▶ EXERCISE DESCRIPTION: Return the whole listing exactly as written.

▶ AVAILABLE DATA:

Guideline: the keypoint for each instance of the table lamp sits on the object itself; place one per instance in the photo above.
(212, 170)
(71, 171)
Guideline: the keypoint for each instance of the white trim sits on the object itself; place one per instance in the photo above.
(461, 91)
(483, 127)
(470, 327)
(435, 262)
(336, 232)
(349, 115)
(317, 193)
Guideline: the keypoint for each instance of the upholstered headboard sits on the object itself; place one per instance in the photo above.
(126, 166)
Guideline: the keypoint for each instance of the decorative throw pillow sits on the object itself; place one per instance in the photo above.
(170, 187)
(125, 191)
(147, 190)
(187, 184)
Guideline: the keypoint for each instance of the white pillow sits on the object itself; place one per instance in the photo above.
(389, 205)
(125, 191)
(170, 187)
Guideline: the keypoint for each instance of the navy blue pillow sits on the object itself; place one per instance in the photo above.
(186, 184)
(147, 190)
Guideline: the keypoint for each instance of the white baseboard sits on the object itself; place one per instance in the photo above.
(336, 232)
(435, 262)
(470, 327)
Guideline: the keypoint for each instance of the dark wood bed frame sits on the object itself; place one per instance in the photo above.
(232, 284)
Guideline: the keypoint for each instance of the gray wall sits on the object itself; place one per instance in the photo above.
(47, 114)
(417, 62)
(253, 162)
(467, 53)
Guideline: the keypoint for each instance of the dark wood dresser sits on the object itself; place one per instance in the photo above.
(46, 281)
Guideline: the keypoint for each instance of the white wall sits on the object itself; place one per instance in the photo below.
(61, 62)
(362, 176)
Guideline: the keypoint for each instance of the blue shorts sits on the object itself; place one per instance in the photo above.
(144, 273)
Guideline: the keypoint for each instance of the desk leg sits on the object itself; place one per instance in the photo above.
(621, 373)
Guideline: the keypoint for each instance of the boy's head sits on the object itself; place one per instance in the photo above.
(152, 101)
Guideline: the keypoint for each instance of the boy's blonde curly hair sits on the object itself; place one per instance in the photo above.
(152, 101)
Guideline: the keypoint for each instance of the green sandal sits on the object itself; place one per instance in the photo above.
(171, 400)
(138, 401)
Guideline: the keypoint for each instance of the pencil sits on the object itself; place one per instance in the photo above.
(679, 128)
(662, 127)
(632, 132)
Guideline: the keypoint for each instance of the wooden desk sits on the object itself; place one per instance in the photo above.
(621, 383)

▶ REPLY:
Guideline: the keypoint for each instance of the table lamp sits on the object itself; place one per instance in the photo above.
(212, 170)
(71, 171)
Guideline: the keypoint for each instance of the white trim sits on the object itself; place one per instance in the photo above.
(461, 91)
(483, 127)
(470, 327)
(435, 262)
(336, 232)
(349, 115)
(317, 193)
Guideline: the keypoint for each instance of the upholstered headboard sits on the object itself; place one per instance in the photo above.
(126, 166)
Guideline: the keypoint for each instance of the decorative throw pillow sits on the object itself; place one per instance in the photo above.
(170, 187)
(125, 191)
(147, 190)
(187, 184)
Guideline: the keypoint for each instance of the white pillow sits on the object itself; place one per instance in the photo above.
(389, 205)
(125, 191)
(170, 187)
Guideline: the keypoint for each instance of the navy blue pillow sits on the object itself; place one per instance in the photo above.
(186, 184)
(147, 190)
Guideline: the keypoint for each instance of the white baseboard sits on the object itself; place one per instance in the photo above.
(336, 232)
(435, 262)
(470, 327)
Guideline: the keypoint for each instance of the dark wood bed frame sits on the object itself; place one per instance in the photo above.
(232, 284)
Guideline: the keypoint for each instance of the gray wall sits on the object itself; place one per instance in the photo above.
(47, 114)
(417, 62)
(253, 162)
(467, 53)
Guideline: the keypoint for each instance of the dark wood dresser sits on the object itself; place one per instance in the photo above.
(46, 281)
Guideline: the keypoint for each instance of the white wall sits on the object itself; place one per instance in the photo below.
(61, 62)
(362, 176)
Guideline: the keypoint for each instance of the blue shorts sits on the object itself; place one per instance in the photo above.
(144, 273)
Guideline: the keypoint for each instance of the desk leg sits on the object itself; place one per instance in the photo above.
(621, 373)
Guideline: the keypoint for each instance of the boy's head sits on the object itself; place one per instance in the photo above.
(152, 101)
Guideline: the keypoint for each instance of the boy's blonde curly hair sits on the object itself; place one per instance in the photo above.
(152, 101)
Guideline: the keypoint for each instance of the green sandal sits on the object itself; place one per instance in the photo above.
(171, 400)
(138, 401)
Guideline: the keypoint for each instance of the pencil sits on the object itself; place one per instance in the photo above.
(679, 128)
(662, 127)
(632, 132)
Guideline: the keypoint for each instance of the wooden desk sits on the object itself; place one per instance in the photo above.
(621, 383)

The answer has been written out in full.